Collected data:
* * * * * * *

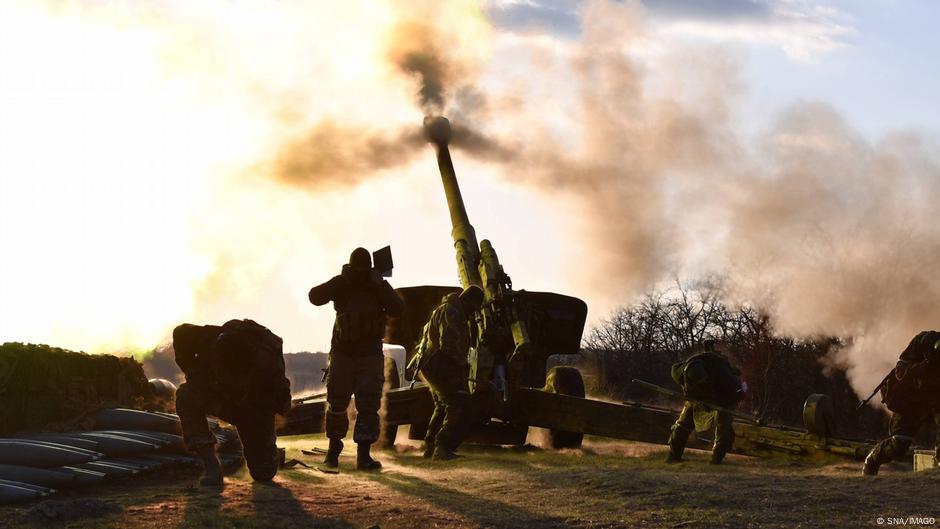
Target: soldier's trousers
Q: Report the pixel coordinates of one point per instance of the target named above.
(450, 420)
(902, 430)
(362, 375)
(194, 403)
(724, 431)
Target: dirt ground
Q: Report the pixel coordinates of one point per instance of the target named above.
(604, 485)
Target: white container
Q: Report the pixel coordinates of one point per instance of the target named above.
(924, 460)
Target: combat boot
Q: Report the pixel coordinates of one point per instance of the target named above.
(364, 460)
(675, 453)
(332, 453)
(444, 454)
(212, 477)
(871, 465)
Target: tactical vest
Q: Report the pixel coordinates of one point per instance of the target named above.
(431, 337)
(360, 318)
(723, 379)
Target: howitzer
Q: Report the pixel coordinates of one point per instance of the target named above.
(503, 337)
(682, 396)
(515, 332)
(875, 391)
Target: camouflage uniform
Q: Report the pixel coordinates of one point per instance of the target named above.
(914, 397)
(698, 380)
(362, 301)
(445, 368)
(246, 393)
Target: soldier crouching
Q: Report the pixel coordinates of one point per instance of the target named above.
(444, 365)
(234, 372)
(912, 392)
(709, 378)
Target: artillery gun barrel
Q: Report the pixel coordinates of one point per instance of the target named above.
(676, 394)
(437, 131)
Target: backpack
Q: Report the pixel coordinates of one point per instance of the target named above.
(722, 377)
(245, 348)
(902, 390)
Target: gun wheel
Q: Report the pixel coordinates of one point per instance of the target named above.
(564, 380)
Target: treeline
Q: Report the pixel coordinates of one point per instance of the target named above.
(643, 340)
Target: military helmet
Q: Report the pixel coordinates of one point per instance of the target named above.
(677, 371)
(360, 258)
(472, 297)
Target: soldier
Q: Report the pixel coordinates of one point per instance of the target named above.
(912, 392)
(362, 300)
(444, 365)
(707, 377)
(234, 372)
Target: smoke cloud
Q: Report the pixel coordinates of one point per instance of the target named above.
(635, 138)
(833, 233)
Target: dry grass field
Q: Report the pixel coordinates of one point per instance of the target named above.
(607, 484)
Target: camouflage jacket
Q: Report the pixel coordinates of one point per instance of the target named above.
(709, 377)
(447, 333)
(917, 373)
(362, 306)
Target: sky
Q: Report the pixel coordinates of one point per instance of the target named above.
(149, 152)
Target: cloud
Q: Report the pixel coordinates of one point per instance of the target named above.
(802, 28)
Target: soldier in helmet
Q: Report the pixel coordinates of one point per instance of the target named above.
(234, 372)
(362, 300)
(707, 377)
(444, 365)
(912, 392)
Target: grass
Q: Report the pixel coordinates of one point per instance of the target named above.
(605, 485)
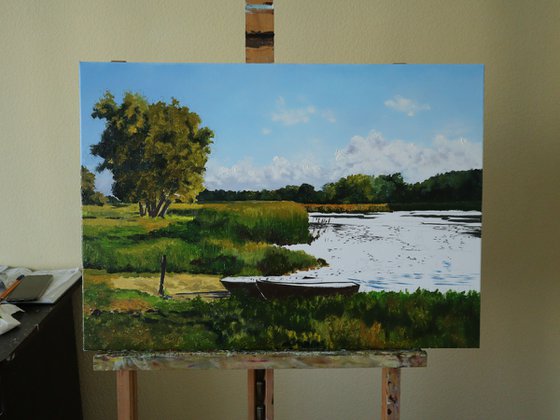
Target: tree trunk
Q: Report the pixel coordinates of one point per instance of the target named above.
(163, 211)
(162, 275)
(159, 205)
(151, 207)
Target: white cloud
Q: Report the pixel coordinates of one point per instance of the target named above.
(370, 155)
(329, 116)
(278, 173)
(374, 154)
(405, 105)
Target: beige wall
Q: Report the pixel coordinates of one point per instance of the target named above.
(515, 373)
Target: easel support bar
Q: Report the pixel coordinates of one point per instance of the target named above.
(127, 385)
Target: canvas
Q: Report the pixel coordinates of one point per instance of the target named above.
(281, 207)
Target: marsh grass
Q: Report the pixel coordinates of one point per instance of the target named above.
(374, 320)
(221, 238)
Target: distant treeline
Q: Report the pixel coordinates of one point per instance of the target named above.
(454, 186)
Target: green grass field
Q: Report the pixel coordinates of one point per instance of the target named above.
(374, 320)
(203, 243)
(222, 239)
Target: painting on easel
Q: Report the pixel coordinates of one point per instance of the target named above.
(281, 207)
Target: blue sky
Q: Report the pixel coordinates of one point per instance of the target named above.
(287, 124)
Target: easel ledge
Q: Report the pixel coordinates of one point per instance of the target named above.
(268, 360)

* * * * * * *

— INSTRUCTIONS TO FOLLOW —
Please reproduce every record exactly as written, excluding the pictures.

— RESPONSE TO THIS TASK —
Target: soldier's trousers
Q: Report the pixel coordinates of one point per instance of the target named above.
(450, 420)
(902, 430)
(362, 375)
(194, 403)
(724, 431)
Target: dirt ground
Q: Report the pixel coordinates of one point per instance of the target named above.
(604, 485)
Target: white container
Q: Report the pixel coordinates of one point per instance of the target named above.
(924, 460)
Target: combat boot
Q: Report the pixel coordinates of one point per instance of the target named above.
(364, 460)
(675, 453)
(332, 453)
(444, 454)
(212, 477)
(871, 465)
Target: tactical vest
Q: Report the pixel coordinates of one point per instance of the target named above.
(431, 337)
(360, 318)
(723, 379)
Target: howitzer
Q: Report the pixel coordinates of one point per instance of the target named above.
(503, 337)
(682, 396)
(515, 332)
(875, 391)
Target: camouflage uniform
Q: Report the pixel coordinates of one point per instance of the target named above.
(914, 397)
(698, 380)
(362, 301)
(445, 368)
(246, 393)
Target: soldier crouching
Q: Report the pixel coordinates of one point per instance of the target named above.
(444, 365)
(234, 372)
(912, 392)
(709, 378)
Target: artillery gun barrel
Q: Report the pixel coordinates of one point per instance of the target named above.
(676, 394)
(437, 131)
Target: backpack
Q: Report the pixel coordinates of one point per instance of the target named above.
(722, 377)
(245, 348)
(902, 390)
Target: gun wheel
Q: Report the pixel coordinates of one point per instance of the target named above.
(564, 380)
Target: treeline
Q: Report the pixel coordinates of one point per instance of the target named above.
(643, 340)
Target: military helmet
Q: Report the pixel coordinates of one point per instance of the target named above.
(677, 371)
(360, 258)
(472, 297)
Target: soldier
Q: Report the pixel coordinates of one point per instance of the target named above.
(912, 392)
(362, 300)
(444, 365)
(707, 377)
(234, 372)
Target: smoke cloud
Q: Report the pixel coordinates of one point per instance of the target named above.
(635, 138)
(833, 233)
Target: dry grass field
Q: Report the pixel coordinates of one point per instance of the target named above.
(607, 484)
Target: camouflage jacket
Q: Report the pixel coordinates of one point per instance of the target named above.
(709, 377)
(447, 333)
(917, 373)
(362, 306)
Target: sky
Q: Report the pixel coordinates of one point per instance of the target named above.
(149, 152)
Target: cloud
Q: Report the pixel coordinates of one point per instance of the target named above.
(802, 28)
Target: soldier in helmet
Q: Report the pixel coordinates of one point per instance of the target named above.
(234, 372)
(362, 300)
(707, 377)
(444, 365)
(912, 392)
Target: grass
Q: Report the pixel coordinates of one point per instance of the target named above.
(605, 485)
Target: tree trunk
Q: Report the pixel coordinates of one point per instance of the target named above.
(163, 211)
(162, 275)
(159, 205)
(151, 207)
Target: white cloud
Q: Report the pixel coordinates of one point per instance of the target named above.
(370, 155)
(329, 116)
(278, 173)
(374, 154)
(405, 105)
Target: beige wall
Q: Report the pixel coordinates of one point per instance of the target named above.
(515, 373)
Target: easel support bar
Q: Report the pixel coordinates of one point per instance of the target named above.
(127, 385)
Target: canvas
Q: Report the pixel coordinates of one point per instance of the target named above.
(281, 207)
Target: marsh grass
Q: Report the pixel coordinates of one point per instance of the target named above.
(374, 320)
(221, 238)
Target: distant treeline
Q: Report the pixel coordinates of one point per instance of the target named above.
(454, 186)
Target: green grass field
Q: Report the pixel coordinates of one point per instance of the target named above.
(374, 320)
(203, 243)
(222, 239)
Target: painting on easel
Q: Report the pixel coordinates of one point per instance of the target named above.
(281, 207)
Target: blue sky
Q: Report the pixel coordinates of one point per instance of the target named above.
(287, 124)
Target: easel ledge
Q: Report the pixel coordinates of one point per instance of the target named above.
(268, 360)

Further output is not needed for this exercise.